- _How to complete this task_:
All records are to be printed again exactly as they appear.

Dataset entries
● ● ●

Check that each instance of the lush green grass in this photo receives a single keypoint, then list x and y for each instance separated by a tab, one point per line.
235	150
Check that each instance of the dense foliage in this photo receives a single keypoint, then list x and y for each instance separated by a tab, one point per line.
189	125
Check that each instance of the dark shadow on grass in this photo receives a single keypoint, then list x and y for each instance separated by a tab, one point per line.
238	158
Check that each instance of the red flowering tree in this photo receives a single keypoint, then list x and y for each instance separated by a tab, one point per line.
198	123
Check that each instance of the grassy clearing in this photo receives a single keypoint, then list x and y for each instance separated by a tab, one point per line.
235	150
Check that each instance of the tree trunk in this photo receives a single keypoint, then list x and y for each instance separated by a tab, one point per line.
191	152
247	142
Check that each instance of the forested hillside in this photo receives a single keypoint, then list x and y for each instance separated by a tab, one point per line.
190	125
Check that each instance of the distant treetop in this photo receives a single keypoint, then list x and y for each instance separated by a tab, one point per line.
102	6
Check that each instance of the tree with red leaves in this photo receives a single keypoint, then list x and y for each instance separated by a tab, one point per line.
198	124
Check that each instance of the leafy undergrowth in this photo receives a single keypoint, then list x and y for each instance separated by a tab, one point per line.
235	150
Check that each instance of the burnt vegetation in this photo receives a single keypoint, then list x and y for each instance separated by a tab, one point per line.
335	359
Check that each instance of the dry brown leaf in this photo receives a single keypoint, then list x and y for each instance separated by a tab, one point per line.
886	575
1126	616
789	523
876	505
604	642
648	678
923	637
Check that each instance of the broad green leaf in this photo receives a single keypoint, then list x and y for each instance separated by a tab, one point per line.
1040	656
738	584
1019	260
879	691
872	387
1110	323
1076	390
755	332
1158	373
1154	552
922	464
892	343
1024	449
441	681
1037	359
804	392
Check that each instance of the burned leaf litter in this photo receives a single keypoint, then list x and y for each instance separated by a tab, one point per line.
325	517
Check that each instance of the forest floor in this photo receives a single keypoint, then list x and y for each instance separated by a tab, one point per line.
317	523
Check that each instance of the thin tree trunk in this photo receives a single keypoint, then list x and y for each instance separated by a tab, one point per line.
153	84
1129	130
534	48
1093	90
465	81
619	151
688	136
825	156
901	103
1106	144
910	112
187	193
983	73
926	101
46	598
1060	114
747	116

● ● ●

- _Output of the task_:
Check that each instance of the lush green grass in this photo receives a single keypoint, then list x and y for each instance separated by a tab, one point per line.
235	150
Check that each instance of the dense foliage in this photo receives a single keypoint, then list x and y for each instance separated by a tab, one point per line.
189	125
Check that each instance of the dark shadow on grass in this photo receives a single keypoint, then list x and y for each instance separated by a tab, one point per line.
238	158
Check that each instance of the red flowering tree in this photo receives a single keypoint, then list x and y for each instance separated by a tab, one point per line.
198	123
Check that each instance of the grassy clearing in this photo receives a single keypoint, then list x and y for each instance separated by a tab, one point per line.
235	150
Check that each instance of the tree trunk in this photo receives a single keypoint, then list x and y for each instance separated by a tab, one point per line.
191	152
247	142
Check that each instance of the forested hillside in this photo receives a single keypoint, then list x and y for each instance separated by a tab, one point per line.
190	125
Check that each instance of the distant treetop in this photo receives a single keypoint, then list x and y for each instance separated by a tab, one point per line.
102	6
Check that each instance of the tree with red leaves in this photo receives a single keypoint, then list x and y for each instance separated by a tab, one point per line.
198	124
Check that each instance of the leafy undergrowth in this photo receives a single keypoint, then list x and y for each instance separated by a tab, one point per line.
235	150
Check that each instance of the burnt vegetation in this photo receives a single keypoint, then list x and y for each instance separated by a tab, one point per line.
335	359
Check that each instance of the dry brown leaf in this photo receives a single keypoint, then list x and y for each instance separated by a tab, one point per line.
886	575
1126	616
789	523
876	505
604	642
648	678
923	637
Check that each instance of the broad green leaf in this photo receives a single keypoint, then list x and y for each instance separated by a tab, one point per line.
1040	656
738	584
1019	260
879	691
872	387
1110	323
1076	390
755	332
1158	373
1154	552
922	464
892	343
1024	449
441	681
1037	359
804	392
Check that each instance of the burned leaf litter in this photo receives a single keypoint, then list x and y for each instance separated by a tab, one point per line.
325	517
Check that each instance of the forest floor in this photo receives a single keypoint, then list x and y for each instance separated by a tab, one point per line.
317	523
Check that each instance of the thin tree trunk in this photo receives a single keypoint, then list x and y for each instance separated by a tab, one point per line.
153	84
1129	130
534	48
1093	90
465	81
619	151
688	136
825	156
901	103
1106	144
910	112
187	193
983	73
926	101
46	598
1060	114
747	116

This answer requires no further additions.